__Text excerpt__:
Sassoli ‘irritated’ about French Strasbourg pressure

European Parliament (EP) President David Sassoli announcing that the EP's plenary session, in Brussels, Belgium, 09 March 2020. [EPA-EFE/OLIVIER HOSLET]

The European Parliament President David Sassoli expressed “astonishment and irritation” at France on Wednesday for publicly demanding that the EU’s legislature return to its official seat in Strasbourg.

It is the latest stage in a standoff between Brussels and Paris over the Parliament’s travel schedule amid the COVID-19 pandemic.

Although the EU treaty declares France’s eastern city of Strasbourg as the European Parliament’s official seat, MEPs have been using their Brussels building since COVID-19 restrictions crimped travel.

France fears many MEPs will try to use the current emergency as a way to keep Brussels as their permanent legislative home, seen as a more comfortable and less costly option than the long trip to Strasbourg they take nearly every month in usual times.

French European Affairs Minister Clement Beaune has taken the lead in pressuring Sassoli to make good on promises to get back to Strasbourg as early as COVID-19 permits.

On Wednesday, he tweeted out a letter he had sent to Sassoli underscoring the treaty obligation to Strasbourg, as well as France’s “real concern” that parliament has not sat there in months, and a worry that money may now be spent to renovate the legislature’s 27-year-old building in Brussels.

Dataset entries:
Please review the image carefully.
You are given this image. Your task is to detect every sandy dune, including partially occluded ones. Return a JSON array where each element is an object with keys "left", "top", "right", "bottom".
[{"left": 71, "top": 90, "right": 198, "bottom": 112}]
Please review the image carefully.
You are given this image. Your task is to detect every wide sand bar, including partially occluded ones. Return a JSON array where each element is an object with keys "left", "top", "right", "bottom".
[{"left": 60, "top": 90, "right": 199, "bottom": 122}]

__Assigned task 1__: According to the article on the Strasbourg dispute, what two feelings did Sassoli express toward France?
__Assigned task 2__: Resume the article on the Strasbourg dispute, writing on from its final sentence.

__Exercise output 1__: Astonishment and irritation.

__Exercise output 2__:
France, Beaune wrote, “requests that existing administrative services be kept in Strasbourg and thought be given to relocating other European Parliament services to Strasbourg”.

He demanded compensation for the Strasbourg meetings that were cancelled due to COVID-19.

On top, he expressed “great concern” at the Parliament’s intention to renovate its main building in Brussels at a cost of around €500 million, while at the same time making a counter suggestion to “reflect” upon moving more of the Parliament’s functions to Strasbourg – by acquiring a new EP building in the French city, a hefty 40,000 square-metre business center.

According to Sassoli’s spokeswoman, the parliamentary speaker and MEPs were a “bit shocked” by Beaune’s letter, which they judged as “a bit much”.

“This goes beyond the relations between an EU institution and a national government,” she told AFP. “The letter was received with astonishment and irritation.”

Sassoli, the spokeswoman said, “is not going to respond to Beaune’s letter, received today”.